▸ O que fazer
Transcreva palavra por palavra o trecho do texto sobre a Lava Jato que vai de "Lava Jato vira" até "Força Tarefa.", incluindo essas palavras.

▸ Texto para estudo
===

Lava Jato vira portal da impunidade para bandido dedo-duro ou criativo
Parem
tudo! Saiam às ruas! Ateiem fogo às vestes. Gilmar Mendes quer acabar com a
Lava Jato!
Ai de
alguém propor que se siga a lei no caso das prisões preventivas. Ou que se puna
abuso de autoridade: "Ah, então você é contra a Lava Jato!" A
operação deveria reivindicar o estatuto legal de "Meca" metafórica de
uma nova religião. Até para tomar um Chicabon no portão depois de enterrar o
marido, a viúva fogosa e gozosa não teria mais de prestar contas ao olhar
severo de Nelson Rodrigues. Antes, ajoelhar-se-ia de frente para a 13ª Vara e a
Força Tarefa.
Mas que
disse Mendes na terça? Isto: "Temos um encontro marcado com as alongadas
prisões que se determinam em Curitiba. Temos de nos posicionar sobre esse tema,
que conflita com a jurisprudência que construímos ao longo desses anos". O que dá
menos dor de cabeça hoje em dia? Ora, não entrar em bola dividida e deixar pra
lá esse negócio de leis.
Vale lembrar o que sempre sustentaram os esquerdistas
do Direito Achado na Rua: "Norma legal é coisa de 'catedráticos' E,
afinal, nós, os fascitóides de esquerda e de direita, gostamos é de uma ação
direta, de uma pena antecipada, de condenar primeiro para julgar depois."
"Tá
com peninha dos presos da Lava-Jato, Reinaldo? Tá com peninha dos petralhas? Tá
com peninha de empreiteiro?" Não! Sendo verdade o que se atribui a eles,
que sejam julgados, condenados e presos. E, sim!,
eu quero saber com base em qual dispositivo do Artigo 312 do Código de Processo
Penal eles estão na cadeia. "Ah, mas o Tribunal Regional Federal
referendou!" E daí? Ignorar o tal artigo não é certamente apanágio de
juízes de primeira instância.
Pode até
ser que os motivos estejam dados. Quais? As razões do processo e da preventiva
no passado são conhecidas. Mas e hoje? Afinal, uma preventiva não pode valer
por uma perpétua caso o detido frustre os desígnios do juiz e do promotor. Que a
cadeia seja o principal elemento de convencimento da Lava Jato, ancorada nas
delações, eis uma evidência que dispensaria a prova fornecida pelo próprio
Deltan Dallagnol na segunda, numa de suas caneladas jurídicas no Facebook.
Escreveu:
"A colaboração é um instrumento que permite a expansão das investigações e
tem sido o motor propulsor da Lava Jato. O criminoso investigado por um crime
'A' entrega os crimes B, C, D, E – um alfabeto inteiro – porque o benefício é
proporcional ao valor da colaboração."

===

▸ Dados extraídos
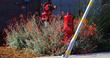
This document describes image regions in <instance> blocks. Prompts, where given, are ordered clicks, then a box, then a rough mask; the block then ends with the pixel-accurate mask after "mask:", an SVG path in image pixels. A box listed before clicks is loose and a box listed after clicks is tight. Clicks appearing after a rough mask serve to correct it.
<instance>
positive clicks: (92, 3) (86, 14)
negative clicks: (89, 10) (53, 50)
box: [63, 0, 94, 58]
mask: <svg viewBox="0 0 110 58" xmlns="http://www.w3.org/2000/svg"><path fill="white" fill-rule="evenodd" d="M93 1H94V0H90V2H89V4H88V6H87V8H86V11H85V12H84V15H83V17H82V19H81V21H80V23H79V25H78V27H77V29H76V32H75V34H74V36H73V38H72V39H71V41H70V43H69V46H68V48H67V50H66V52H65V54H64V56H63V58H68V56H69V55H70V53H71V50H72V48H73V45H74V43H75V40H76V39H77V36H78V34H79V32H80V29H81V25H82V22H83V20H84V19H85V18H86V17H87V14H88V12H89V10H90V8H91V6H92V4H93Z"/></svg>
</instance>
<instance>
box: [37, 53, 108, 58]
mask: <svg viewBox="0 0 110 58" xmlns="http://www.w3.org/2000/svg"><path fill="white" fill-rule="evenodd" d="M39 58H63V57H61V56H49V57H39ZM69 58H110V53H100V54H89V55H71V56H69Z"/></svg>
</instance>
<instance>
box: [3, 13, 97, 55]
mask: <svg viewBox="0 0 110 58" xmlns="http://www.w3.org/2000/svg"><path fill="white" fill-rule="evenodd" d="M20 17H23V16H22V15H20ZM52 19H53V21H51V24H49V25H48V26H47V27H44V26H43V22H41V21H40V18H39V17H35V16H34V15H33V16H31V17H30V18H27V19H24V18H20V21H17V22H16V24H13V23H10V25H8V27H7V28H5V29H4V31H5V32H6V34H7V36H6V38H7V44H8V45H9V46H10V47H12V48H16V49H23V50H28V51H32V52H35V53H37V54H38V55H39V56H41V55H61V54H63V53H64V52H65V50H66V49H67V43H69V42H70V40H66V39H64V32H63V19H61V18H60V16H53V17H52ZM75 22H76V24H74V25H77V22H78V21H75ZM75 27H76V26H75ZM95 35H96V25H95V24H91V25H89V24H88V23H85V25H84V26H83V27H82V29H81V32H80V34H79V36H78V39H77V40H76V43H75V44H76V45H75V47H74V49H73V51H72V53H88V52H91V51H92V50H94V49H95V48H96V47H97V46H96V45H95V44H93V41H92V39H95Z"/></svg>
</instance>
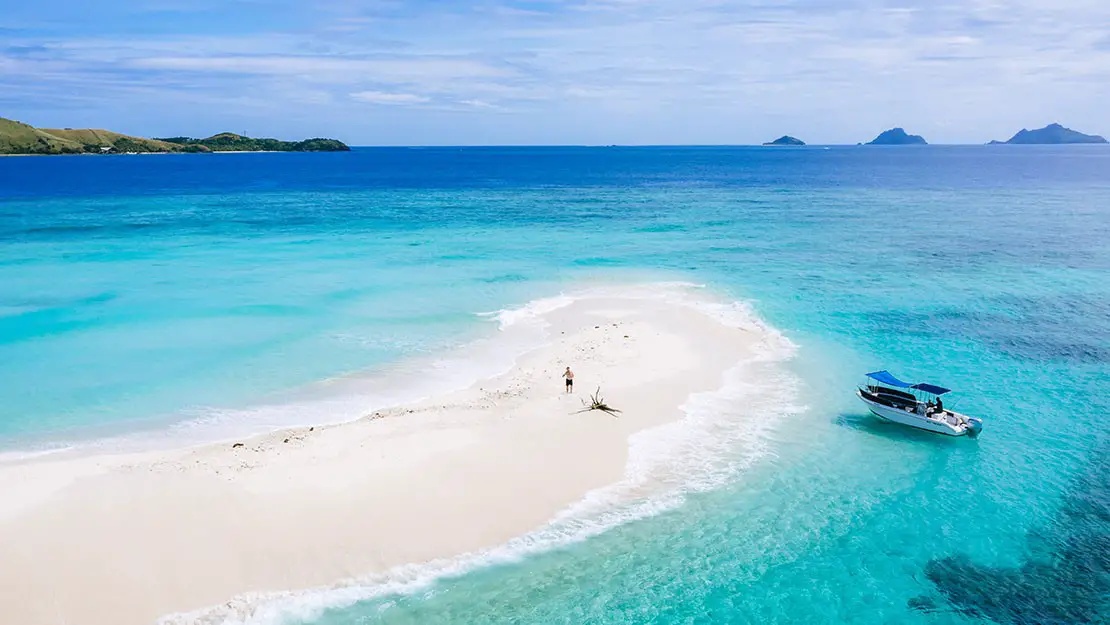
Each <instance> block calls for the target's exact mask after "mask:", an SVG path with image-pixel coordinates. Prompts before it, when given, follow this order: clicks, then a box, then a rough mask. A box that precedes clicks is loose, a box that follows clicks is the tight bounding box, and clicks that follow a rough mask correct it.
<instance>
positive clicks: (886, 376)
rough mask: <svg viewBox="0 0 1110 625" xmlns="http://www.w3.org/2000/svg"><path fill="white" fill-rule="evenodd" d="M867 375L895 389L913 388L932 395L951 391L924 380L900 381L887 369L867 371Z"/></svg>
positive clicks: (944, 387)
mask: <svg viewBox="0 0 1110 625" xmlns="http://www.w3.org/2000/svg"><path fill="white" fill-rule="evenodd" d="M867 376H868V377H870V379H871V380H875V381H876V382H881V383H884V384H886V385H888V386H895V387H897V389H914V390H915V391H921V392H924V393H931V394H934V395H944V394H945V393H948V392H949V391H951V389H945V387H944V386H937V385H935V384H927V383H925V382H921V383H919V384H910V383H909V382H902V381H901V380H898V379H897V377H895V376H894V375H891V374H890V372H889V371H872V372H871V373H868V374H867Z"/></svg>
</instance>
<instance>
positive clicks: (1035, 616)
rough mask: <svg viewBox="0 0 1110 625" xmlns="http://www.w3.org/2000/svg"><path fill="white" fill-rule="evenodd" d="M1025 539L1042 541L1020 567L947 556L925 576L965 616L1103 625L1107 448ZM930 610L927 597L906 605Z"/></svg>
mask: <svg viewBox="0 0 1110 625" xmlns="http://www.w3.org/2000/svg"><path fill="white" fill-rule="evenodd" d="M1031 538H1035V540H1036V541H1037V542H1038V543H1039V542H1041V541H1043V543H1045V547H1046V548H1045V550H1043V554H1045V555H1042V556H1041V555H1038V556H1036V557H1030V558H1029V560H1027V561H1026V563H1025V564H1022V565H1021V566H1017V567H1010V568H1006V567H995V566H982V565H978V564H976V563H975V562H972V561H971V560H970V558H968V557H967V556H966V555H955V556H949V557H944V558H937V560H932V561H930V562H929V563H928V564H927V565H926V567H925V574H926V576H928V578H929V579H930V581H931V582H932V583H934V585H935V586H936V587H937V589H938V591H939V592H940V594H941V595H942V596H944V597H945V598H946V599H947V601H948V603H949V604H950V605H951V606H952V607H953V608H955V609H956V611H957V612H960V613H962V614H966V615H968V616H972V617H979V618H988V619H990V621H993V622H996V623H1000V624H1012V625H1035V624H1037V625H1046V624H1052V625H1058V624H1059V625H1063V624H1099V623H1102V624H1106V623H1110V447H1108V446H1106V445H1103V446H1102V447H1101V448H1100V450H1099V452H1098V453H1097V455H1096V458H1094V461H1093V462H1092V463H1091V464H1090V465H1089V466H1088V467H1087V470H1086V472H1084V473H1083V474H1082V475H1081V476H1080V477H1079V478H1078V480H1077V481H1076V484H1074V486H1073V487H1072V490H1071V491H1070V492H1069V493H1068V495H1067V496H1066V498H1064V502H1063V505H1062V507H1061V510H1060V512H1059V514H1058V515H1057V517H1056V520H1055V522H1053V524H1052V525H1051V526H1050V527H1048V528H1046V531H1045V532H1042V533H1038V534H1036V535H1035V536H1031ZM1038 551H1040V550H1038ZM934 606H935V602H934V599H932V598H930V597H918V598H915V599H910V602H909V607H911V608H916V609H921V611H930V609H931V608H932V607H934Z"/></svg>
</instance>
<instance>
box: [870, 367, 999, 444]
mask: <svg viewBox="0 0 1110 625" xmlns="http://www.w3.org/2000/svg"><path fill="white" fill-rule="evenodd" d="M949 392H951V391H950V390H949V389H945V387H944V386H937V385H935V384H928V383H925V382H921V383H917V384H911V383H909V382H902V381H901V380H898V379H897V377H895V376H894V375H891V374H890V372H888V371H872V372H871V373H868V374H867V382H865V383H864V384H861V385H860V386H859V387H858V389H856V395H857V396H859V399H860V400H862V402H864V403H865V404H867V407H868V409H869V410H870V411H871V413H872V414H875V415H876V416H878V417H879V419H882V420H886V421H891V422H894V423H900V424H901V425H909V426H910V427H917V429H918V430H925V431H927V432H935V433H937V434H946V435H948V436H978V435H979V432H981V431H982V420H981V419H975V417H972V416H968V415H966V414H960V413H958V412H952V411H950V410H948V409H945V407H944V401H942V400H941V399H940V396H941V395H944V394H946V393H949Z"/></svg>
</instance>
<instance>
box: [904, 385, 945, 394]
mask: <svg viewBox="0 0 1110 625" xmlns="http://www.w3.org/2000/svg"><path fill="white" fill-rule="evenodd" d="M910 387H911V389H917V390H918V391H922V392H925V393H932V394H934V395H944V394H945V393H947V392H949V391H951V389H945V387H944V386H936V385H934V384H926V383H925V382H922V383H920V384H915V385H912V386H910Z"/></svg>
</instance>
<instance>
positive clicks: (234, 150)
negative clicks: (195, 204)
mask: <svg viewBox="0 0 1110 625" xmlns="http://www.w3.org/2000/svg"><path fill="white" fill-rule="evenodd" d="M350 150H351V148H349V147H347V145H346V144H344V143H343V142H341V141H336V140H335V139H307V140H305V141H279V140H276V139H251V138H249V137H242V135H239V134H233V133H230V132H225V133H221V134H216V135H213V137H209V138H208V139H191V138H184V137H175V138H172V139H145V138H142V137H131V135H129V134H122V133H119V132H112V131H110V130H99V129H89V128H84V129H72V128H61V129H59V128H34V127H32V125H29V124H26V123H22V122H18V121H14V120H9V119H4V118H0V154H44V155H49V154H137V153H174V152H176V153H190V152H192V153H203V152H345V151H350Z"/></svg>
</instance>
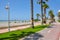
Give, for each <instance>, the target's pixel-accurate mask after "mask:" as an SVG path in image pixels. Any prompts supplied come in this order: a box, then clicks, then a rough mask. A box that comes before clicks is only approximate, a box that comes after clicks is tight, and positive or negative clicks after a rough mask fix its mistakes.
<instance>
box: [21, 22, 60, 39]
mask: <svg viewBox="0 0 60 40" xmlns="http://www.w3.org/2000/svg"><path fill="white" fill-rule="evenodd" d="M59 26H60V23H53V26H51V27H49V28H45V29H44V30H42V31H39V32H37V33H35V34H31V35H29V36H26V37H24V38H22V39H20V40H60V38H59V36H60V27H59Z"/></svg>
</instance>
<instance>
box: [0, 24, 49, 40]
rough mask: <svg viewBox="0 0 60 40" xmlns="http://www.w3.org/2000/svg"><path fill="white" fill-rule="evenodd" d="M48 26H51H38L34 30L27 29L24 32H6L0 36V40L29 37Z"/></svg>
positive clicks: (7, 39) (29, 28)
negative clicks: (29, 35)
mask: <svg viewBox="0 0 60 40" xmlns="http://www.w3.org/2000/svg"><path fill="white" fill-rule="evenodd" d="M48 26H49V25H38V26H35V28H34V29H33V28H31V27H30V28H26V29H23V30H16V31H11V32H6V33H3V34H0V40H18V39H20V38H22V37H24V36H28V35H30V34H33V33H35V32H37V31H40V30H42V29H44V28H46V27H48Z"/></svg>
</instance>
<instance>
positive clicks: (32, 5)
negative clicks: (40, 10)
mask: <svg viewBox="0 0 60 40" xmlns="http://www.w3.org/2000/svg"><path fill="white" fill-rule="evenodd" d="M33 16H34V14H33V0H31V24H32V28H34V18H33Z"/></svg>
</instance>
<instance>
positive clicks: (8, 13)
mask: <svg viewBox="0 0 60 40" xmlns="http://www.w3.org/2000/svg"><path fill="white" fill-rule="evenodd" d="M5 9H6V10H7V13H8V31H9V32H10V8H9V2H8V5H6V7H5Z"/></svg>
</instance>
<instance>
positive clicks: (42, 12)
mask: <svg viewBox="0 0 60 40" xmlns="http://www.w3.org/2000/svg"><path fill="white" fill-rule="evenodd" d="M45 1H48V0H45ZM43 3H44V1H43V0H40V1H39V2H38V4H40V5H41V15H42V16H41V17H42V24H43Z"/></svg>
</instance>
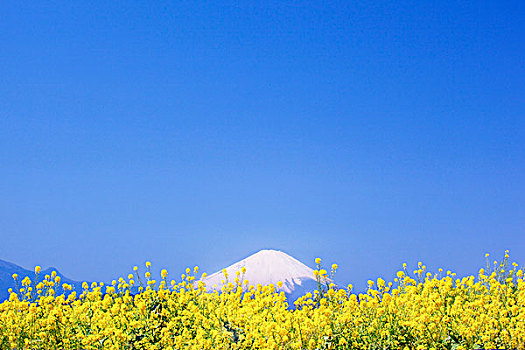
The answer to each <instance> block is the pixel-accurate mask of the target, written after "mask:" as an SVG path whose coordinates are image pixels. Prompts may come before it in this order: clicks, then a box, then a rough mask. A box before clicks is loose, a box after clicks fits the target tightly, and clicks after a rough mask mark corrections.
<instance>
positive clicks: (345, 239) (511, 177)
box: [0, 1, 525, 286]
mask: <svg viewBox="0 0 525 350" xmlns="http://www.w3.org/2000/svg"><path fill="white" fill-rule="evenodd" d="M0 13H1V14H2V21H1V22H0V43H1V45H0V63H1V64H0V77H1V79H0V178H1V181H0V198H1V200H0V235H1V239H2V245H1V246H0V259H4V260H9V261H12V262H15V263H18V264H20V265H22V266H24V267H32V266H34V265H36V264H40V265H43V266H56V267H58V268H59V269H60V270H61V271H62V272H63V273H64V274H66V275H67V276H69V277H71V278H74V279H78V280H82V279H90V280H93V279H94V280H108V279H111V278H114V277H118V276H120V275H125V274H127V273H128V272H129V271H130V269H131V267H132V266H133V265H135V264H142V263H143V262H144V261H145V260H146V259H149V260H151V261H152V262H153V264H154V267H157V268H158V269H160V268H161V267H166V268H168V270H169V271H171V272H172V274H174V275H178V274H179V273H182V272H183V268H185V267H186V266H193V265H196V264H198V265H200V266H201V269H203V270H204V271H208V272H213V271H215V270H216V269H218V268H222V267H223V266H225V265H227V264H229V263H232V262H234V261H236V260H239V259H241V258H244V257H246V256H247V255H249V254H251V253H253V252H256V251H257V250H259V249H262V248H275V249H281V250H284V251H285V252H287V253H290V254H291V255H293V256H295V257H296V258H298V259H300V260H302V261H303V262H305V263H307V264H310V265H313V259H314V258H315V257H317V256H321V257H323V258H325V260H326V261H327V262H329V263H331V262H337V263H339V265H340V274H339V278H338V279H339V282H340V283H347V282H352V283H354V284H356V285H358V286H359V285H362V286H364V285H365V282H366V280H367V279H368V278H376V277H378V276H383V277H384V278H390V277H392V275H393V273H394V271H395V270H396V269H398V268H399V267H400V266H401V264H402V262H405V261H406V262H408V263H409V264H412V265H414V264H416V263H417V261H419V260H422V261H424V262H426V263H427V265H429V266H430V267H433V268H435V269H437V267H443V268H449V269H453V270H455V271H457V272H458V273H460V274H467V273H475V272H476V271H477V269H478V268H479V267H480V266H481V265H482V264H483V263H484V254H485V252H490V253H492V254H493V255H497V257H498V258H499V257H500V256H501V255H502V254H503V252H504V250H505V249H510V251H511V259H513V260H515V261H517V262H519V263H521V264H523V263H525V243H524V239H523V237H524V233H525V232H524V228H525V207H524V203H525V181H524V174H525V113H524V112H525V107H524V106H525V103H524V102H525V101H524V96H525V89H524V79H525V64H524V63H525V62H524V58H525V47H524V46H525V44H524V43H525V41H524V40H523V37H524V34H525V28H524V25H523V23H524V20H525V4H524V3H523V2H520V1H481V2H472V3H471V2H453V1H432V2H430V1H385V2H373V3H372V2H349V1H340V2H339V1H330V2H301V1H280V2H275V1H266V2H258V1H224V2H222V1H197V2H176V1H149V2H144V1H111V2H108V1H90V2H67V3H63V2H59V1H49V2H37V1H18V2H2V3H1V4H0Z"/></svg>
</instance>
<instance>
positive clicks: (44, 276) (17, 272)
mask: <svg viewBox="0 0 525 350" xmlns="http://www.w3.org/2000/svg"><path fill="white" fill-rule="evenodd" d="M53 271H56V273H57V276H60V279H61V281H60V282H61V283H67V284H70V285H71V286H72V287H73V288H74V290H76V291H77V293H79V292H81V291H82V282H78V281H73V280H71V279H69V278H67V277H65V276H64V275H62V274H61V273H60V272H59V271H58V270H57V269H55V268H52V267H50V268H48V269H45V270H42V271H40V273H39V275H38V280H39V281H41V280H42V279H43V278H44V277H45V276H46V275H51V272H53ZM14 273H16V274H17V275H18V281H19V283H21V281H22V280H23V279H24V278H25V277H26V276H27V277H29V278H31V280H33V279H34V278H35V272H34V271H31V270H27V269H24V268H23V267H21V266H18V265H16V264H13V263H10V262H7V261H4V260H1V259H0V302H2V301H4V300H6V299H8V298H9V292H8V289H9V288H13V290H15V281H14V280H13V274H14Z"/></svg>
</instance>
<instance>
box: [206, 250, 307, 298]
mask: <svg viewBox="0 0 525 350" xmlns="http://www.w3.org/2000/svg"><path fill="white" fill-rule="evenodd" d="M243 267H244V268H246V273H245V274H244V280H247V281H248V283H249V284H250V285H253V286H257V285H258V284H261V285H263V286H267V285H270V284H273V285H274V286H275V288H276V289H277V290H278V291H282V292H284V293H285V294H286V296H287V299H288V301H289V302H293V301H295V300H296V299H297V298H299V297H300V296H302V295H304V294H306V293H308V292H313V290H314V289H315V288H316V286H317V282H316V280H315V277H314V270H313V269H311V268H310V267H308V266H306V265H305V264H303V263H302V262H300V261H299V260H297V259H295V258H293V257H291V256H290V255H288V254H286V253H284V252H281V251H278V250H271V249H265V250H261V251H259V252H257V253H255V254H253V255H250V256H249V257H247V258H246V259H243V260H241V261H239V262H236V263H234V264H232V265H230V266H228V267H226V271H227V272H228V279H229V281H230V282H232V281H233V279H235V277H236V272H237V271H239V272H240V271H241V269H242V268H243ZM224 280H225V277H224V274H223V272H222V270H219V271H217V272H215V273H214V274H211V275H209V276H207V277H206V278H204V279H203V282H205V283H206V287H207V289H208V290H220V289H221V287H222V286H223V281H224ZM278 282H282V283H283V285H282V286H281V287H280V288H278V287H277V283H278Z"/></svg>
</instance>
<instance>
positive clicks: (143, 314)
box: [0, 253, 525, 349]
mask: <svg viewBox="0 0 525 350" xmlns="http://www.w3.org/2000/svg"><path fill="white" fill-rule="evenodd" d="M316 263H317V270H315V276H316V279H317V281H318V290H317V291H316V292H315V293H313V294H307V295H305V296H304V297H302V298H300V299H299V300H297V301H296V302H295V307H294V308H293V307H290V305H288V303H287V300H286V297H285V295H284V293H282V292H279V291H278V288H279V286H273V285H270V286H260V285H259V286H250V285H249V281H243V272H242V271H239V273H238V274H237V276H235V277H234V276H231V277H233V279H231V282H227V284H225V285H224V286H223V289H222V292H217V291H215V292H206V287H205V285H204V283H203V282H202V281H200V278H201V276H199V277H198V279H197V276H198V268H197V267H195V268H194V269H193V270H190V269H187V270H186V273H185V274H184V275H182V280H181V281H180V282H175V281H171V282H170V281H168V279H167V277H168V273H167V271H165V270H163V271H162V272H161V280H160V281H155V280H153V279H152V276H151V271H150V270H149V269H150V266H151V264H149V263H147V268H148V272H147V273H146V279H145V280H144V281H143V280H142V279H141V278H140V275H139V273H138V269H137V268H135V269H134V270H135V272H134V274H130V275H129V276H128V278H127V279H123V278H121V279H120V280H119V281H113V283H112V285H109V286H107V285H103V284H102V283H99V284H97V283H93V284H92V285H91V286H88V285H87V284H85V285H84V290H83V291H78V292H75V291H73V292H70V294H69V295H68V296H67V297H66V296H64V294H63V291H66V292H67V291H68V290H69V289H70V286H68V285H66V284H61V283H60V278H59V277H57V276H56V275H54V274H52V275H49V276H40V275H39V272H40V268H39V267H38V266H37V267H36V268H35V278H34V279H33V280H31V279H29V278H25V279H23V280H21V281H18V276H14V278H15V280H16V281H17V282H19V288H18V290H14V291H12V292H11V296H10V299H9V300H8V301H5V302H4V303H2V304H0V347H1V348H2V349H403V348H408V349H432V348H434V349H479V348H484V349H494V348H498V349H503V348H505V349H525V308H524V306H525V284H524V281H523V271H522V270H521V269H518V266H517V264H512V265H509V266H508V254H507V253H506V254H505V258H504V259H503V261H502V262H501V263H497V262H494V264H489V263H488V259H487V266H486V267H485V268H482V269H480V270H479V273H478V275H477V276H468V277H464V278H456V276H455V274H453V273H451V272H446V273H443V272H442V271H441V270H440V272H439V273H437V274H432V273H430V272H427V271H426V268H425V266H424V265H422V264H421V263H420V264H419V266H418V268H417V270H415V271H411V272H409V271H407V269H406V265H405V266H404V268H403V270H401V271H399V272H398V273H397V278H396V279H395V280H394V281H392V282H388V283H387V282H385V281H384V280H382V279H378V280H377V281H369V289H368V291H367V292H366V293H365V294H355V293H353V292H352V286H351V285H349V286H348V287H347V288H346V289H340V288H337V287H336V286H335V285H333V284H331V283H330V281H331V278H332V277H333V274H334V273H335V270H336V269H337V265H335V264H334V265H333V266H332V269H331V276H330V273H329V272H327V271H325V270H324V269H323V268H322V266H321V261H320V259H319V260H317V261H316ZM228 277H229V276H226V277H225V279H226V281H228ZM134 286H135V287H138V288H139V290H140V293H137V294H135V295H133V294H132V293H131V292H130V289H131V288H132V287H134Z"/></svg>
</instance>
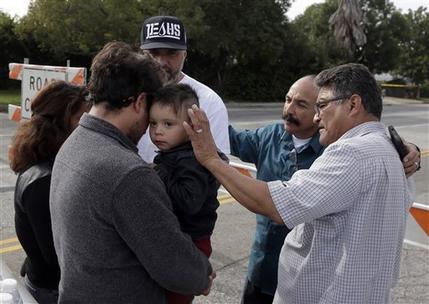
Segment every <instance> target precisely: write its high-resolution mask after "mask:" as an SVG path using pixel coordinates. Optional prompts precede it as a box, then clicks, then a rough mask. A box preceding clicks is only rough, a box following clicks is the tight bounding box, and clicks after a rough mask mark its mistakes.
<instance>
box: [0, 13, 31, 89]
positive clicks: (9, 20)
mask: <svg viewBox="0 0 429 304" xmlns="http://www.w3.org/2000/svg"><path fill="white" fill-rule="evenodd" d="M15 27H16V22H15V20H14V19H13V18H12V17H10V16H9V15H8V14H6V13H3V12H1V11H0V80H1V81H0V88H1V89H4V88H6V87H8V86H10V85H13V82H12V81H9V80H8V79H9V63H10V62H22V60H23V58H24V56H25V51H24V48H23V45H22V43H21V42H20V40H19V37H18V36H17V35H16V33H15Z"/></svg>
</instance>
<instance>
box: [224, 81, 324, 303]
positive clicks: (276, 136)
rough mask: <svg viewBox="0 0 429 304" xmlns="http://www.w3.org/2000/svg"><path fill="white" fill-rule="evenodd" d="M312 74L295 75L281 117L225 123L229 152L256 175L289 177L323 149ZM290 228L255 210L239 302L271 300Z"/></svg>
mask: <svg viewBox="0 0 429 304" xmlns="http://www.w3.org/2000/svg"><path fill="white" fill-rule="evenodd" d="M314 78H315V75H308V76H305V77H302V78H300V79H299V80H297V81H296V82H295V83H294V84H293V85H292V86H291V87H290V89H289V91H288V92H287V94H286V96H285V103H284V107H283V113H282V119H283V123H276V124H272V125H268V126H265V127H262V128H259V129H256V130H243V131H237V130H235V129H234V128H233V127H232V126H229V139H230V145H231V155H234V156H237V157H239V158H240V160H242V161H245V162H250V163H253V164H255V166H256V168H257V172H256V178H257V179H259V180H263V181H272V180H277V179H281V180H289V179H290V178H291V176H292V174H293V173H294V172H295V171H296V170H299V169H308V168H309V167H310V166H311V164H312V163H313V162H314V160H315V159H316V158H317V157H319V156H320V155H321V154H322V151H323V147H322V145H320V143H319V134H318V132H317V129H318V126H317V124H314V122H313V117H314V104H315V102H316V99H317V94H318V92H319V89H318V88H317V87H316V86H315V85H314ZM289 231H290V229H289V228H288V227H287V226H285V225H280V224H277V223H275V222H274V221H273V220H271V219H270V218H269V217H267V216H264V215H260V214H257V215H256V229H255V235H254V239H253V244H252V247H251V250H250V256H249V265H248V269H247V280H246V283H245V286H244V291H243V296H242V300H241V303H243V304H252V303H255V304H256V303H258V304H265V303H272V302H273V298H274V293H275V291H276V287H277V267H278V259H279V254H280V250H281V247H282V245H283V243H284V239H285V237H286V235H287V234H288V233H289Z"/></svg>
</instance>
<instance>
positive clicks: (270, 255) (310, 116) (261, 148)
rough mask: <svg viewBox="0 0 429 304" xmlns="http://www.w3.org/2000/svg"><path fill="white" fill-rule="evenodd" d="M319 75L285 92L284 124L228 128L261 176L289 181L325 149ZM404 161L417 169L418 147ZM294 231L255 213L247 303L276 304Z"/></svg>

===

▸ Espaço da resposta
Lava Jato vira portal da impunidade para bandido dedo-duro ou criativo
Parem
tudo! Saiam às ruas! Ateiem fogo às vestes. Gilmar Mendes quer acabar com a
Lava Jato!
Ai de
alguém propor que se siga a lei no caso das prisões preventivas. Ou que se puna
abuso de autoridade: "Ah, então você é contra a Lava Jato!" A
operação deveria reivindicar o estatuto legal de "Meca" metafórica de
uma nova religião. Até para tomar um Chicabon no portão depois de enterrar o
marido, a viúva fogosa e gozosa não teria mais de prestar contas ao olhar
severo de Nelson Rodrigues. Antes, ajoelhar-se-ia de frente para a 13ª Vara e a
Força Tarefa.